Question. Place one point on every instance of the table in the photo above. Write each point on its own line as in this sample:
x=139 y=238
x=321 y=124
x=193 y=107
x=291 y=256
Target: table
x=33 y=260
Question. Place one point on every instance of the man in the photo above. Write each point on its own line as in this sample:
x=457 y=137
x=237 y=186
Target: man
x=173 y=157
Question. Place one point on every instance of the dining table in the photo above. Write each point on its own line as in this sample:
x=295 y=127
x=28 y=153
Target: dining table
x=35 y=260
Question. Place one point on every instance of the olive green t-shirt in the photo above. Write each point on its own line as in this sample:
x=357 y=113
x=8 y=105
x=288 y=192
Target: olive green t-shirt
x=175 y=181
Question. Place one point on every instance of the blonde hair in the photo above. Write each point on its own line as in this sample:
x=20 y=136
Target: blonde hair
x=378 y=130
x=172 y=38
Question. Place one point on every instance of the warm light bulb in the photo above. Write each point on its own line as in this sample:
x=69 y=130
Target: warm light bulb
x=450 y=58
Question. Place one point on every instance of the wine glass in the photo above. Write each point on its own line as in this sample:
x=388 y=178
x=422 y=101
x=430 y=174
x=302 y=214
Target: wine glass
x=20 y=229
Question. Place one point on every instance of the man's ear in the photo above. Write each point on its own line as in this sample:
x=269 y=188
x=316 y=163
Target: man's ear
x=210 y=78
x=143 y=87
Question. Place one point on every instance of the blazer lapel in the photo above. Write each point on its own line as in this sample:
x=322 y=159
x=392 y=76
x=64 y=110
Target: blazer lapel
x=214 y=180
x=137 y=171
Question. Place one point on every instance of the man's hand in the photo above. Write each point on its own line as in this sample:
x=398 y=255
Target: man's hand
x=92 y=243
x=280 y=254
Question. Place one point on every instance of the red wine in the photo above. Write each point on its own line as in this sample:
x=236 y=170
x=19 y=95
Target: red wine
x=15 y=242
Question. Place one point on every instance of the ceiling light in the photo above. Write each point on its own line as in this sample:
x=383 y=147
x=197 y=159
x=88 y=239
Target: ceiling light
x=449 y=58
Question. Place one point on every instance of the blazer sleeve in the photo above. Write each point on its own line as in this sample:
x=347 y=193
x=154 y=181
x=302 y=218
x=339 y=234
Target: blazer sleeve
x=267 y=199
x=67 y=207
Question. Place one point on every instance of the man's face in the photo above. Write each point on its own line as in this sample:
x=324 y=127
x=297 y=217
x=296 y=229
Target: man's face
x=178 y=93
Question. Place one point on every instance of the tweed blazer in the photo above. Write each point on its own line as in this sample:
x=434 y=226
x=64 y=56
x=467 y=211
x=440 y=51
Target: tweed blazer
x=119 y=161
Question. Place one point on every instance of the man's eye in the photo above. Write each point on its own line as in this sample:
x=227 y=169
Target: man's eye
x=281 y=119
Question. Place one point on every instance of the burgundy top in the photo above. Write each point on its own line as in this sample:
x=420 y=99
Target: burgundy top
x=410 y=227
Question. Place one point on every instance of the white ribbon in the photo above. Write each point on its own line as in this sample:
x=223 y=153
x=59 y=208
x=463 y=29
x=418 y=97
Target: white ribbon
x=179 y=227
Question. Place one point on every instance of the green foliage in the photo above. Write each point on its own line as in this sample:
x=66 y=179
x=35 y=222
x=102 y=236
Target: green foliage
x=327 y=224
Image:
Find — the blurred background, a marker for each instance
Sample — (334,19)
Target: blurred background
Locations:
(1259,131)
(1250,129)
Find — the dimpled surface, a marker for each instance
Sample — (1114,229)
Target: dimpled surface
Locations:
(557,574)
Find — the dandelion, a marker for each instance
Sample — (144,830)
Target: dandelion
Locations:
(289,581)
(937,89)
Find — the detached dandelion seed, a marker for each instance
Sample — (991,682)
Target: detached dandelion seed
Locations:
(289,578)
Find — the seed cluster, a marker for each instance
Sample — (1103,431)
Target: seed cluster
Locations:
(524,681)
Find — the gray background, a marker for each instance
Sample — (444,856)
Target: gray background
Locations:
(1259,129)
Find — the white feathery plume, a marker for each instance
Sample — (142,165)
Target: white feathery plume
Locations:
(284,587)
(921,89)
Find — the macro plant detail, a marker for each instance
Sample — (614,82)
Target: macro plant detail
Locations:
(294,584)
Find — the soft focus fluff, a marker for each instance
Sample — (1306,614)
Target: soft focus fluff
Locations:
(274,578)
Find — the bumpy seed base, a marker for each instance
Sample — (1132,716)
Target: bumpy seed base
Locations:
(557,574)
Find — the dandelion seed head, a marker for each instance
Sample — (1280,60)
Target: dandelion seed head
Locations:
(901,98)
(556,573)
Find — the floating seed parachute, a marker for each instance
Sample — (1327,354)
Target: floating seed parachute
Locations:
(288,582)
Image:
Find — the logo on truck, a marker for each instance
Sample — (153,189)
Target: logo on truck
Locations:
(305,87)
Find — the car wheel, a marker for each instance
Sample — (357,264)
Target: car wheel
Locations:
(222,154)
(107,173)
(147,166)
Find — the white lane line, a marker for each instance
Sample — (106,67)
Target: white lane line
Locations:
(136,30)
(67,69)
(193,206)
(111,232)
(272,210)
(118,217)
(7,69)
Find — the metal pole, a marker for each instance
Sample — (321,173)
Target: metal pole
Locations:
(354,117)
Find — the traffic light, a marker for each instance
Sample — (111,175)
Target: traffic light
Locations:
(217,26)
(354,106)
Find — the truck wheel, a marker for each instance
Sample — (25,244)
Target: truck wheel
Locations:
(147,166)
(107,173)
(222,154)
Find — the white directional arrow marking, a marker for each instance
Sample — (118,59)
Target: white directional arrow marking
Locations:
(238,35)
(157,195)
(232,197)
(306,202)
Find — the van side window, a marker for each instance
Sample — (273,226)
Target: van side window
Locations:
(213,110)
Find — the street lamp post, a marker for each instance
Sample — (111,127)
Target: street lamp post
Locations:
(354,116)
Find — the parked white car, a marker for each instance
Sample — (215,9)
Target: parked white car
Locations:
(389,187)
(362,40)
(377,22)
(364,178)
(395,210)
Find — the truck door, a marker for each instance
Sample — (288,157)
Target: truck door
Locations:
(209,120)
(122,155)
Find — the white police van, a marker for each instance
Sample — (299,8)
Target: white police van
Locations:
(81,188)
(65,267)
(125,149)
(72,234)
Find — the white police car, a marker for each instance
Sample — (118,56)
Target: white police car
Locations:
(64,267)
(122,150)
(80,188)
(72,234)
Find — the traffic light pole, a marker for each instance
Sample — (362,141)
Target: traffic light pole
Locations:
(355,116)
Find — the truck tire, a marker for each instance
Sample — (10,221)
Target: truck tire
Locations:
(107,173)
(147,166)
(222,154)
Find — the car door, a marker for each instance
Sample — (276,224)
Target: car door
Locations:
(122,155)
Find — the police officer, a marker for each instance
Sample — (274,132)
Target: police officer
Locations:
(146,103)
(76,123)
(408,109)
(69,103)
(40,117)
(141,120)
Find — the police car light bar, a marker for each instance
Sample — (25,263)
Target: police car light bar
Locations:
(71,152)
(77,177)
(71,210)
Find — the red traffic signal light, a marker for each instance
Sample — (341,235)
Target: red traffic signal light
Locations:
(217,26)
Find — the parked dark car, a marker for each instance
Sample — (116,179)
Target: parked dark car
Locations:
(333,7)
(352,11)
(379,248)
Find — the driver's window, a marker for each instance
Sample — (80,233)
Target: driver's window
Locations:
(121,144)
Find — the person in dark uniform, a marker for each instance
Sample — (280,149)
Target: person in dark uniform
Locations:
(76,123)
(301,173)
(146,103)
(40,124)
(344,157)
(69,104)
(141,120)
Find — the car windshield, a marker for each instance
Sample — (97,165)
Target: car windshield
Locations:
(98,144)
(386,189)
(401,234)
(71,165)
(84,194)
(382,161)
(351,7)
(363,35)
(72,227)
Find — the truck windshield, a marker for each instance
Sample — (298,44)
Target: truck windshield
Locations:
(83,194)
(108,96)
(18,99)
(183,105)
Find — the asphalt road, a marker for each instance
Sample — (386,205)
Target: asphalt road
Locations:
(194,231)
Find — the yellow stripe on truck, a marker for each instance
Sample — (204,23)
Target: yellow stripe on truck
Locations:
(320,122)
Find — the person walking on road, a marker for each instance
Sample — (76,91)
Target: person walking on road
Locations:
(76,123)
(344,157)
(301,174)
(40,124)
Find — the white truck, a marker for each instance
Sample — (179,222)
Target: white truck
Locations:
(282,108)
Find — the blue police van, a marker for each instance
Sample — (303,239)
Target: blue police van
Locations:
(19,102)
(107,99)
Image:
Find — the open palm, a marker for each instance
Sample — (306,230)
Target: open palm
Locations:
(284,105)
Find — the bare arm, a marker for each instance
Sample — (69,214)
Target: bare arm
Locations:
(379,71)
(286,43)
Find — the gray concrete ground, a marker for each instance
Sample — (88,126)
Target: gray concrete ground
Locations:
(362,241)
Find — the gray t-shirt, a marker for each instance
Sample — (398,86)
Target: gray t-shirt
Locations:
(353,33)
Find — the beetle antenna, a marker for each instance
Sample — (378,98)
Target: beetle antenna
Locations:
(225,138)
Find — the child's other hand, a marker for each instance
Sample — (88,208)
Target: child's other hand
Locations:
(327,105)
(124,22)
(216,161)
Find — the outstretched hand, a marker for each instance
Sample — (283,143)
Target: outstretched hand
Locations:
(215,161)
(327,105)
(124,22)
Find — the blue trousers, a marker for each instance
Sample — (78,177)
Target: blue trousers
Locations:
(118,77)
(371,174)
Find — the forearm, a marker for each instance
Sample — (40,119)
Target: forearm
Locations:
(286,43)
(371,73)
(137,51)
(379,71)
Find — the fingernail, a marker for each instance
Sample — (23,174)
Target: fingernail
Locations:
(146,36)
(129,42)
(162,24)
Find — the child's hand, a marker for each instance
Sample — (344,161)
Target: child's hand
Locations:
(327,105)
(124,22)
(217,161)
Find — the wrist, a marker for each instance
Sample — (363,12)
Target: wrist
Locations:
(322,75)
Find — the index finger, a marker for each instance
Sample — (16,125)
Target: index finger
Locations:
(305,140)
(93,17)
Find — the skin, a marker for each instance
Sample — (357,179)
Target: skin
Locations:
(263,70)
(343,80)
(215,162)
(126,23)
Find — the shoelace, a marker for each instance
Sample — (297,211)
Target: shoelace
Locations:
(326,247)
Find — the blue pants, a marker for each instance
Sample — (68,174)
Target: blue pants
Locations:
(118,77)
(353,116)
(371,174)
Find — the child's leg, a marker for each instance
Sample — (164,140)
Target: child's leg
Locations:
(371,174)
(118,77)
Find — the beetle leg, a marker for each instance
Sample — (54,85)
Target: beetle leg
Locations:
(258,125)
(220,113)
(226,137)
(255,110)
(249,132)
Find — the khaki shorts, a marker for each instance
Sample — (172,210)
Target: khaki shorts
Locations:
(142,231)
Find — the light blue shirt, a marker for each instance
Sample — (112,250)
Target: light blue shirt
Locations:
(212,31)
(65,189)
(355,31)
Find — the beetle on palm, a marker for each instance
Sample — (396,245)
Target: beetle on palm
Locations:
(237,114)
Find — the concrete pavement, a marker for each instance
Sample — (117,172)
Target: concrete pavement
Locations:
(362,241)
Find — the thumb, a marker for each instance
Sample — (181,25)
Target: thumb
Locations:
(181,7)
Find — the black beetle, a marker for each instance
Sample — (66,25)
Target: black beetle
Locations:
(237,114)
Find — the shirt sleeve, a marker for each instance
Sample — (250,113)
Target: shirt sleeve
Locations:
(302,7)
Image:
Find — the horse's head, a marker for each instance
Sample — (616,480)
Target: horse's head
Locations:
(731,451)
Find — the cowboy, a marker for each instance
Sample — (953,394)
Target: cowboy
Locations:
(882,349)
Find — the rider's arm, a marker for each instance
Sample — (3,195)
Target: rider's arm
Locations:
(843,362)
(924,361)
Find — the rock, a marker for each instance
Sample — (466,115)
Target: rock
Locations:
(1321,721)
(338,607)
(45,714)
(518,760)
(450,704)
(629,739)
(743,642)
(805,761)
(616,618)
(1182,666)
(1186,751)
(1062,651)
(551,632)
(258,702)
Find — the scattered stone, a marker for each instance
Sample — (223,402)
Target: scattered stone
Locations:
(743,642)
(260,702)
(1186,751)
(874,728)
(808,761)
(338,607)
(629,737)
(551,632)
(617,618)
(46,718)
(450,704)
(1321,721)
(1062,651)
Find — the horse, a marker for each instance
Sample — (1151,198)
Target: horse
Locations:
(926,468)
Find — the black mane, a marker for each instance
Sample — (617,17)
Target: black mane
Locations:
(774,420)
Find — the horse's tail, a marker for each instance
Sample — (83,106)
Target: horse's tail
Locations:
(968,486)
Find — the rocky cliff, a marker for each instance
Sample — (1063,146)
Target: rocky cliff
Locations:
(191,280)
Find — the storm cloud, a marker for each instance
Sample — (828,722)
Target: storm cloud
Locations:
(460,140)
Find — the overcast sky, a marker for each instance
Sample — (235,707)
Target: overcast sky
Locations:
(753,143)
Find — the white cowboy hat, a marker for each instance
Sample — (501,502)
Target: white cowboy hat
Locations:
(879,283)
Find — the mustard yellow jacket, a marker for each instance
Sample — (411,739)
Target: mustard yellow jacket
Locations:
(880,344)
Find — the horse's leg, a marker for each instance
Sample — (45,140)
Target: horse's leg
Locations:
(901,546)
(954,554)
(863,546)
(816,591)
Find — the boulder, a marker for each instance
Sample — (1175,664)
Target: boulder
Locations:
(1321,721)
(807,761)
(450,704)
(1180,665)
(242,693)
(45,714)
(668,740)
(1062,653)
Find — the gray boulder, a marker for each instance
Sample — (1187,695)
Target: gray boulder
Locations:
________
To do
Output the line holding "Find — the horse, a marker for each instance", then every later line through the end of the records above, exactly as given and nothing else.

Completed exercise
Find — the horse, a marker for each instance
Sample — (1151,198)
Target: horse
Locations:
(926,468)
Find — the black mane, a marker for each instance
Sample — (617,17)
Target: black mane
Locations:
(774,420)
Find — the horse's tail, a marker for each instance
Sample — (83,106)
Target: horse's tail
Locations:
(968,486)
Find — the rocky cliff, a marker for each instance
Sample — (1063,146)
Target: rocky cliff
Locations:
(191,280)
Find — the storm cloud, a marker for each instance
Sample — (828,722)
Target: storm cloud
Locations:
(460,140)
Find — the overcast sky, a marker for each instance
Sample — (235,707)
Target: overcast sky
Locations:
(753,143)
Find — the white cowboy hat, a marker for each instance
Sample — (501,502)
Target: white cowboy hat
Locations:
(879,283)
Find — the mustard yellow jacket, a marker for each instance
Sample — (411,739)
Target: mustard yellow jacket
Locations:
(880,344)
Find — the horse's leg, a marker for each instance
Sample — (45,140)
Target: horse's leg
Locations:
(901,546)
(954,554)
(863,546)
(816,591)
Find — the boulder, a marker for each instance
Sample — (1175,664)
Target: boulder
Locations:
(1321,721)
(807,761)
(450,704)
(1180,665)
(242,693)
(45,714)
(668,740)
(1062,653)
Find — the gray boulder, a marker for each instance
Sample — (1187,695)
Target: gray boulder
Locations:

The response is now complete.